What is needed: Reproduce the roundup of recent EMS books word for word.

Selected passage:
::::::::
This past year has been a banner year for new EMS books, memoirs and fiction. Each book that reaches an audience outside of the EMS world increases the public’s understanding of what we do and hopefully, increases their respect for us. Here is a roundup of recent books.
Lights and Sirens: The Education of a Paramedic by Kevin Grange published by Berkley. This a great account of a young man going through paramedic school. I reviewed it in more detail in this post:
Lights and Sirens
A Thousand Naked Strangers: A Paramedic’s Wild Ride to the Edge and Back by Kevin Hazzard published by Scribner. This is also a tremendously well written book covering the EMS career of an Atlanta, Georgia paramedic from eager EMT to eventual burn out and fade away nearly a decade later.
::::::::
Dataset:
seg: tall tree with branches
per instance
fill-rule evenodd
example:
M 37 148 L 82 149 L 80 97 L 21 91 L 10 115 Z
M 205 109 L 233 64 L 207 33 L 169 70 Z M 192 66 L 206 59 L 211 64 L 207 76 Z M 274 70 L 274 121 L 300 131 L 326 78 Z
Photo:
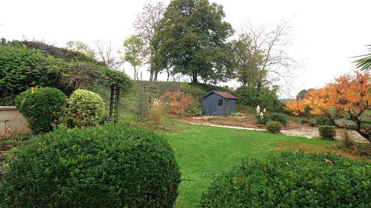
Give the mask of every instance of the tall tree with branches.
M 111 41 L 107 44 L 104 41 L 97 40 L 94 43 L 96 47 L 98 59 L 107 67 L 115 71 L 118 70 L 122 61 L 116 52 L 116 49 L 112 46 Z
M 215 83 L 231 75 L 227 39 L 233 30 L 223 21 L 222 5 L 207 0 L 173 0 L 158 26 L 153 44 L 159 70 L 192 77 L 192 82 Z
M 298 65 L 286 52 L 290 31 L 285 22 L 262 25 L 247 22 L 234 44 L 237 80 L 258 89 L 279 86 L 282 80 L 288 84 Z
M 157 26 L 165 10 L 165 5 L 161 1 L 155 5 L 150 2 L 146 3 L 142 11 L 137 15 L 133 24 L 136 36 L 139 38 L 143 43 L 143 54 L 146 63 L 149 64 L 149 81 L 156 81 L 157 79 L 158 71 L 155 69 L 153 59 L 155 51 L 151 42 L 157 34 Z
::::::::
Solution for this exercise:
This past year has been a banner year for new EMS books, memoirs and fiction. Each book that reaches an audience outside of the EMS world increases the public’s understanding of what we do and hopefully, increases their respect for us. Here is a roundup of recent books.
Lights and Sirens: The Education of a Paramedic by Kevin Grange published by Berkley. This a great account of a young man going through paramedic school. I reviewed it in more detail in this post:
Lights and Sirens
A Thousand Naked Strangers: A Paramedic’s Wild Ride to the Edge and Back by Kevin Hazzard published by Scribner. This is also a tremendously well written book covering the EMS career of an Atlanta, Georgia paramedic from eager EMT to eventual burn out and fade away nearly a decade later.